#### Try it:
Extend the travel piece below on things to avoid when visiting Russia, carrying on after its final paragraph about offering seats to seniors.

Visiting Russia is a once-in-a-lifetime experience for many people, but sometimes traveling there can create a little bit of culture shock. While Russians are generally friendly and welcoming people once you get to know them, the culture is full of unspoken rules and subtle expectations that can cause problems for foreign tourists. Whether you're sticking to the guided tours or trying to experience the country like a local, here are things not to do when you're visiting Russia.
Westerners, particularly Americans, tend to make eye contact with and smile at strangers on the street. In Russia, however, this is seen as odd. They even have a proverb that states that smiling with no reason is the sign of a fool. Unless you want people to think you are simple-minded, it's probably a good idea to get in the habit of looking serious and not making eye contact.
While Russian taboos against wearing shoes inside may not be as strong as in some other Asian countries, it is still seen as dirty and impolite. It makes sense given the climate, too, since for much of the year you'd be tracking in snow and slush. Always plan on removing your shoes when you get to someone's house or enter your hotel room.
Although Russia is more English-friendly than it used to be, there are still large portions of the population who don't speak a word of English, and signs are generally in Russian as well. While a phrasebook is also a good idea, many travelers swear by using a translator app on their phones. This is especially useful for deciphering signs, as the Cyrillic alphabet makes it more difficult than many other languages.
If you're lucky enough to be invited to dine with a local, never show up empty-handed. Russian etiquette requires people to bring a small gift with them when they're invited to someone else's house. The most common gifts are a small bouquet of flowers for the hostess, some chocolates or a bottle of alcohol. If you choose the flowers, try to get an odd number of stems. Even-numbered bouquets are traditionally only used for funerals.
Not all vendors are dangerous. If you see a small kiosk selling flowers or things like that, it's probably fine. Russian cities are notorious for their large number of scammers; however, so never buy expensive items from a person standing around on the street. Scammers also often target tourists waiting to change their money at the banks, so be sure to wait until you get inside the bank and are working with a teller before handing over your cash.
Most cultures consider it impolite for healthy young people to sit while older adults stand, but Russians take it particularly seriously. If you are riding public transportation or otherwise in a situation with limited seating, be sure to offer your seat to any seniors who might arrive. In fact, some Russians don't even bother sitting down on public transportation, since there are rarely enough seats on the busier routes.

#### Records shown:
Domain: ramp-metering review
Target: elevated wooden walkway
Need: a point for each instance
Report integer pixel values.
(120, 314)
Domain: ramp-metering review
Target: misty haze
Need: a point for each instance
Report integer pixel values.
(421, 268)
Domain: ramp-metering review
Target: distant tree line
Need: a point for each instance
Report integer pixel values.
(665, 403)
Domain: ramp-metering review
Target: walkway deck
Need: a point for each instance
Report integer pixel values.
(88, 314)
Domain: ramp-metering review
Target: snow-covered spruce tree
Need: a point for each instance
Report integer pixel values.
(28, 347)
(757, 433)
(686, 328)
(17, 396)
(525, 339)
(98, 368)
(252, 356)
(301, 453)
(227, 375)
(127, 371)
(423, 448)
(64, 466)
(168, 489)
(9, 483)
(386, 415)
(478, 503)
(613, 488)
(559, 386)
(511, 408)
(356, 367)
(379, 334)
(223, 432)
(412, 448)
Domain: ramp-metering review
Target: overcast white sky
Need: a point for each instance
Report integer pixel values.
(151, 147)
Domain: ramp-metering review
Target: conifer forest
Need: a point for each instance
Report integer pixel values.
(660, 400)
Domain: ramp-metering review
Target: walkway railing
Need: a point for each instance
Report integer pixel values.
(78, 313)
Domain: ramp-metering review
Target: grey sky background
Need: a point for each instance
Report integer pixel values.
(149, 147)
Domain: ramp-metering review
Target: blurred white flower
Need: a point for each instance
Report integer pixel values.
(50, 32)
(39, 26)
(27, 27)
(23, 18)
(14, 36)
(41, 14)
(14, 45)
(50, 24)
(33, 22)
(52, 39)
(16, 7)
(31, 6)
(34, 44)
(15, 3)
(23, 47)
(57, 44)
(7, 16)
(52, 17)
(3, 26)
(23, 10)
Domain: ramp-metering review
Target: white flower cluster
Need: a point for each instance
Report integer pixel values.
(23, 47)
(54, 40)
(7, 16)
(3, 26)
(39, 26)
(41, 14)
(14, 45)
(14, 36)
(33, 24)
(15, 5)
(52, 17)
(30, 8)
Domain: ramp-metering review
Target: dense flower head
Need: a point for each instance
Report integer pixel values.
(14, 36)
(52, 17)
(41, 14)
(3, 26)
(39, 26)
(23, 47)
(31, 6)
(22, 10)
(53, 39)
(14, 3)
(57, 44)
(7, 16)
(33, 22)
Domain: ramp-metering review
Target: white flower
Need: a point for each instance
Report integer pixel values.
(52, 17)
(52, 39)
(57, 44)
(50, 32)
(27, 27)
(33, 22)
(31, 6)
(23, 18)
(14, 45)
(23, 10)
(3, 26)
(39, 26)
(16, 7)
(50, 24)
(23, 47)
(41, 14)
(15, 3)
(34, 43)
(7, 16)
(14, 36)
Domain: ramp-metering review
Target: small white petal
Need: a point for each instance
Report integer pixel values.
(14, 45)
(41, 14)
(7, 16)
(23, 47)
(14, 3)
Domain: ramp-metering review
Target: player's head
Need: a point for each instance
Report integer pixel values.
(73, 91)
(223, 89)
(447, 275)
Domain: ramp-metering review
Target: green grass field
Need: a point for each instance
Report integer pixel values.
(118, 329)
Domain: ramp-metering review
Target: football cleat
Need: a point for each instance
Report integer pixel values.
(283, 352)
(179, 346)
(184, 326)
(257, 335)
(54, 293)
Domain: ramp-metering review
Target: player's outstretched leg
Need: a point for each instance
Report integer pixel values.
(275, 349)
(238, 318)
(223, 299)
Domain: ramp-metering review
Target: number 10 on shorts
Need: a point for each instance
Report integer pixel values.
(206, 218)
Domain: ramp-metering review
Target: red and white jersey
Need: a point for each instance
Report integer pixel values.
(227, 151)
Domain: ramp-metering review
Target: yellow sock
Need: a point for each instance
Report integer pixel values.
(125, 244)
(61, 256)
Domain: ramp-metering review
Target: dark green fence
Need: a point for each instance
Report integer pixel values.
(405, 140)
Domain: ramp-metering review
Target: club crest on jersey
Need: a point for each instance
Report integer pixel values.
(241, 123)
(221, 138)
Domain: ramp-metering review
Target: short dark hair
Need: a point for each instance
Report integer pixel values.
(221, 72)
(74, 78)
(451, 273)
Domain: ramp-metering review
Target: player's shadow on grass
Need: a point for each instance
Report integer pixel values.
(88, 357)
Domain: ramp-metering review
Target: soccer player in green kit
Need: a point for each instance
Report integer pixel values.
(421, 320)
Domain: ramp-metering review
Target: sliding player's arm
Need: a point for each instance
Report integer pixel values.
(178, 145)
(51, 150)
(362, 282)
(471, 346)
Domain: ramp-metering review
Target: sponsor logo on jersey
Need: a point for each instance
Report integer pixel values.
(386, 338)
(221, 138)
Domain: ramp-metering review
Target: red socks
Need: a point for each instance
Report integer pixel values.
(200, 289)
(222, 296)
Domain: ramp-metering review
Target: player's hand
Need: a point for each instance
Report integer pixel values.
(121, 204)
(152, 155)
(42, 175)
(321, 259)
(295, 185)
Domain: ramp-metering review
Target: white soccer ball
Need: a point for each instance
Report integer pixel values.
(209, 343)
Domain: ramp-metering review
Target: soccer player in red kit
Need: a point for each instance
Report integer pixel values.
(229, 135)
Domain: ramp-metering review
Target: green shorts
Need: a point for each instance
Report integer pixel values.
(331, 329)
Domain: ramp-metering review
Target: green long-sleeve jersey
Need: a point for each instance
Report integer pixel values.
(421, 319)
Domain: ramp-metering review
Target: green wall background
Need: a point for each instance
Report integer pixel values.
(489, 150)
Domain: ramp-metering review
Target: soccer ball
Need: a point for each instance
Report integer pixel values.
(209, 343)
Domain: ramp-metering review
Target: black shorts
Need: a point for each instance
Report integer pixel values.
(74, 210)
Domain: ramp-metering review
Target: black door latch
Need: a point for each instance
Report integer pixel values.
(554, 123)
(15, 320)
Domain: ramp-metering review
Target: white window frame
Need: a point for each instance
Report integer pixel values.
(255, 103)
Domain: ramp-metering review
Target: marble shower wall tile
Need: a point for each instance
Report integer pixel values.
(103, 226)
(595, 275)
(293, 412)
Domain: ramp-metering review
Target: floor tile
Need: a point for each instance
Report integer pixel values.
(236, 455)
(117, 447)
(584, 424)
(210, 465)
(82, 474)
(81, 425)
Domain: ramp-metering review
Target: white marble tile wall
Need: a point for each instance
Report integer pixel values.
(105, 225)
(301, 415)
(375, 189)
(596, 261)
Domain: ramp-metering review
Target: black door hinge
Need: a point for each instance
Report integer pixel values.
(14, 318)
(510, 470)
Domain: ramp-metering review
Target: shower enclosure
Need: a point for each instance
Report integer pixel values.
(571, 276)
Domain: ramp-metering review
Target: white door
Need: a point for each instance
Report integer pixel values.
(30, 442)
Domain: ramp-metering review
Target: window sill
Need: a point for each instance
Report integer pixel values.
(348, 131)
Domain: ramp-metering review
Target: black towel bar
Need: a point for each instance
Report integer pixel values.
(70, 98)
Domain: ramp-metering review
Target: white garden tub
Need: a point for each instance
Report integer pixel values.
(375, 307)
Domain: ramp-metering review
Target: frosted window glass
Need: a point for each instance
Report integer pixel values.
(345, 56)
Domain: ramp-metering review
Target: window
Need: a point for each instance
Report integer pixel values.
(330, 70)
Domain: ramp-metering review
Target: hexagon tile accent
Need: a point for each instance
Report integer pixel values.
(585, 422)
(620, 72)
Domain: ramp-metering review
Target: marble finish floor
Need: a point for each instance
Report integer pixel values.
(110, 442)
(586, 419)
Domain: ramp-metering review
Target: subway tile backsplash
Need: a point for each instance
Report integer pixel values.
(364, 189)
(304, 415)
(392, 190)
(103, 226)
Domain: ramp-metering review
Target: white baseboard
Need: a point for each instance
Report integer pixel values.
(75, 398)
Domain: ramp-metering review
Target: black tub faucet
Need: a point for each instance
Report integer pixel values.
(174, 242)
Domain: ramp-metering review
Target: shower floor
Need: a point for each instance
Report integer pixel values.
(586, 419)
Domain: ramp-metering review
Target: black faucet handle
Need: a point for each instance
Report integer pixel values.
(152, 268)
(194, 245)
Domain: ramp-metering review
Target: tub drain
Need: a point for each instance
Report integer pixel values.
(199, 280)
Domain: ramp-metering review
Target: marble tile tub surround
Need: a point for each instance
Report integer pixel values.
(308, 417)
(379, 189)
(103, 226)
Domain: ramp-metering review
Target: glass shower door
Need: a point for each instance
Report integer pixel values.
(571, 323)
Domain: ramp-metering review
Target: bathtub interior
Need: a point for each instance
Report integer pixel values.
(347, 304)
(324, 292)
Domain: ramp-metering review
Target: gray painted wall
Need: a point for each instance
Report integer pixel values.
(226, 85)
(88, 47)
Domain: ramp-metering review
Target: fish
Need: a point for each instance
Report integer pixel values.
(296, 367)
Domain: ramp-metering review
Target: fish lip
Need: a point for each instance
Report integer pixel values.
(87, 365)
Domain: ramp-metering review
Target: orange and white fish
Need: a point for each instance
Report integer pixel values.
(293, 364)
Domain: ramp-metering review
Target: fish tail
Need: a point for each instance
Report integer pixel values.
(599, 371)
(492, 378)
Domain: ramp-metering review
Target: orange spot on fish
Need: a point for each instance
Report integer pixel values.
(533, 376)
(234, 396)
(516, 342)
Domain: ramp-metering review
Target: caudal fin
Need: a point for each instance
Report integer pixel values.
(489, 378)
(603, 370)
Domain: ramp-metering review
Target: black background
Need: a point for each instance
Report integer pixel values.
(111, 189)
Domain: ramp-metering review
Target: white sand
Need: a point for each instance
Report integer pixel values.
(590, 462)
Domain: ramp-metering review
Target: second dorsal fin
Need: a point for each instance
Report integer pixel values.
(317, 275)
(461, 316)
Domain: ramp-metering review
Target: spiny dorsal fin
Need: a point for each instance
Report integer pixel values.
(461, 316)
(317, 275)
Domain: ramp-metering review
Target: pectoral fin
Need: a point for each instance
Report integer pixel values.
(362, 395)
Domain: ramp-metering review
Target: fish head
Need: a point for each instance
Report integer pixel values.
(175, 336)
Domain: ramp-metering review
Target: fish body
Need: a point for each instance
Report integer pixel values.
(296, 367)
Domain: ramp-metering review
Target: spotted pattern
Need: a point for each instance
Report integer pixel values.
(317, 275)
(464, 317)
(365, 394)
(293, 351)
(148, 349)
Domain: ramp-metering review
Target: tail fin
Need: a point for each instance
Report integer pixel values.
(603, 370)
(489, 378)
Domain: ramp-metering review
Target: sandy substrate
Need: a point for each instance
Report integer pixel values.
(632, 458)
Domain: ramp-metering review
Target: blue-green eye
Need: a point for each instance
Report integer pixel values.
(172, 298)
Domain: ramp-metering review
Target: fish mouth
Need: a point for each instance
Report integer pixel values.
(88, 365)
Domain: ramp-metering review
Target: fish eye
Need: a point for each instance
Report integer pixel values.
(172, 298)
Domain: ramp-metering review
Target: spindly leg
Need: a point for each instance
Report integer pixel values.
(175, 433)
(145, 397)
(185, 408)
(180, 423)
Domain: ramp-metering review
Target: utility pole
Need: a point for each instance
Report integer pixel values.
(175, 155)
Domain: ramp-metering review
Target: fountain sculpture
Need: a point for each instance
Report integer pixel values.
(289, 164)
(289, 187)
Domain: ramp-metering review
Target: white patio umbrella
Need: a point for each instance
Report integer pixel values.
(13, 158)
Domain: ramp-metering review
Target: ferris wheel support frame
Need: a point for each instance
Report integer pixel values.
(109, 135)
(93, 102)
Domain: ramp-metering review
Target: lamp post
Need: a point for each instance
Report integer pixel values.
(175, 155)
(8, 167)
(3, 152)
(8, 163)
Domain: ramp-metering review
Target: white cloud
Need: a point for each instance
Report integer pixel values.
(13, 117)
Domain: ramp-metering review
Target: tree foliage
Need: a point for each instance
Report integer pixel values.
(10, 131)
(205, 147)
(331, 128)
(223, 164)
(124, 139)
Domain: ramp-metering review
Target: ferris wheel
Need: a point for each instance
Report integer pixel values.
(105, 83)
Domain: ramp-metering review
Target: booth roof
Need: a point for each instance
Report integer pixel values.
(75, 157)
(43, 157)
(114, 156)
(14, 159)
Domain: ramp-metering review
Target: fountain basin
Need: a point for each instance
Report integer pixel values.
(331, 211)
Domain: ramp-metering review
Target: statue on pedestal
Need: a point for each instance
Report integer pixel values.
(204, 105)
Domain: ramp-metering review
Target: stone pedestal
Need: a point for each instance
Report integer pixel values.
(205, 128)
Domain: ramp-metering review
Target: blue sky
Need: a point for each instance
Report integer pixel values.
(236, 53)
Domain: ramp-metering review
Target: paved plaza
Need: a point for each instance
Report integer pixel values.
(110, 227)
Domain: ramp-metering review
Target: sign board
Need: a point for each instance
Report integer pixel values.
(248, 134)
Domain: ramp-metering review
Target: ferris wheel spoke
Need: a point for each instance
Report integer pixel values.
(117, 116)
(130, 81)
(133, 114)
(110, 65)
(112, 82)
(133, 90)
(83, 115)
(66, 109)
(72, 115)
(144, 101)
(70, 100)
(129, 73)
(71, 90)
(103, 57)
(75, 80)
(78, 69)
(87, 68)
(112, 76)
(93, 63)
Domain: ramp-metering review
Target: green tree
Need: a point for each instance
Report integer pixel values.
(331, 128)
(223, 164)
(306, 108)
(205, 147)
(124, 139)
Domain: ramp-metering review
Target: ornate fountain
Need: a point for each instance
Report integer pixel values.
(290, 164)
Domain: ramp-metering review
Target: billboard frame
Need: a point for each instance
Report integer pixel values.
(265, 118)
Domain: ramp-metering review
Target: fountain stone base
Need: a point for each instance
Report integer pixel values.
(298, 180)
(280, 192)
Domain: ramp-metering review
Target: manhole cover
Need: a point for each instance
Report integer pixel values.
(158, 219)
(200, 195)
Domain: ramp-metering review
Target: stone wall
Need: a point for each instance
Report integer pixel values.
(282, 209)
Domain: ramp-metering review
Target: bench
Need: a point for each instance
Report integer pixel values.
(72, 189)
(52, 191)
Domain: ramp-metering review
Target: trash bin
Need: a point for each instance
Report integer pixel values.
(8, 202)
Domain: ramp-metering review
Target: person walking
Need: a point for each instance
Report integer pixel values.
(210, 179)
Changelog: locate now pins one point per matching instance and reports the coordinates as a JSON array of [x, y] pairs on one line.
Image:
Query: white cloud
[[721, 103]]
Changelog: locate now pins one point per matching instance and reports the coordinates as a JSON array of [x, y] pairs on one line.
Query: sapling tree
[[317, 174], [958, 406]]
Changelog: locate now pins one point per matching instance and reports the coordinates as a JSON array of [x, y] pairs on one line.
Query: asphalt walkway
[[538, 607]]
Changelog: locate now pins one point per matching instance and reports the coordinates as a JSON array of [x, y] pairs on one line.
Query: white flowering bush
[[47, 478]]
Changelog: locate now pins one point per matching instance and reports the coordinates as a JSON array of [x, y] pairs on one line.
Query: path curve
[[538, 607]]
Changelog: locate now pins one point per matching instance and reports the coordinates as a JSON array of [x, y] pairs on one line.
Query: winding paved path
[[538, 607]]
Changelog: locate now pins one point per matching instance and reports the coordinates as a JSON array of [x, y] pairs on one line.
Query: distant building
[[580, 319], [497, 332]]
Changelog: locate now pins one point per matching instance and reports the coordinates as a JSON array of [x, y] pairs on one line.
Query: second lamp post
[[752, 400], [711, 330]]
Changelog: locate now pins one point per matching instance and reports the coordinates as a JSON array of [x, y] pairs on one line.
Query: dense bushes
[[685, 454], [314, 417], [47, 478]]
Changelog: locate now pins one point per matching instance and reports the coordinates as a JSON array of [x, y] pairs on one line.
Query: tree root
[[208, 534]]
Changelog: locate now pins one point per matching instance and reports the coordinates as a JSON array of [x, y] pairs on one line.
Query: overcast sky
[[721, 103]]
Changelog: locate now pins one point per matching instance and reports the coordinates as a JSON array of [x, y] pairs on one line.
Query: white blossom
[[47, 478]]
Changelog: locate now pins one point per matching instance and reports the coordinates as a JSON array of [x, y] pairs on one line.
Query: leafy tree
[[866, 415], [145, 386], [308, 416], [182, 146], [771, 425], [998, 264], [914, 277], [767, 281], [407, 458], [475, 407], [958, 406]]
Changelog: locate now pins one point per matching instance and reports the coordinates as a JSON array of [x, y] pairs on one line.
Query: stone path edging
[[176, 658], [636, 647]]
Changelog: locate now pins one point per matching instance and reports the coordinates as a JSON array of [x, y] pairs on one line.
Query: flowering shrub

#### Expected answer:
Russian parties and gatherings generally involve numerous toasts, and it's considered poor form to skip them. Even if you can't drink for health reasons, it's polite to go through the motions or join in with a non-alcoholic beverage. However, don't feel the need to try to keep up with your Russian hosts, either. The stereotypes of hard-drinking Russians have some truth to them, and many go particularly hard around tourists.
An old Russian superstition states that whistling indoors will bring bad luck. While many younger Russians don't believe that literally anymore, it's still considered impolite to whistle inside, particularly if you're in someone else's home. Similarly, it's considered rude to shake hands or do other business over a threshold due to an old superstitious belief that doing so will cause strife. Always enter a room fully before shaking hands.
Russians pride themselves on their hospitality, and this becomes very obvious when it comes to food. Whether you're dining at a private home or a popular restaurant, expect large meals with generous portions and multiple courses. If you're dining at someone's house, your host will usually expect you to at least try everything you're offered, so take small portions to start. You can always go back for seconds.
Although you can accept small gifts and simple favors right away, it's generally considered impolite in Russia to take a big gift or favor right away. Instead, politely refuse twice and only accept on the third offer. Some older Russians may even offer gifts they don't want to give you in the expectation that you'll turn them down the first time, so be sure to follow this rule if the thing you're being offered seems too generous.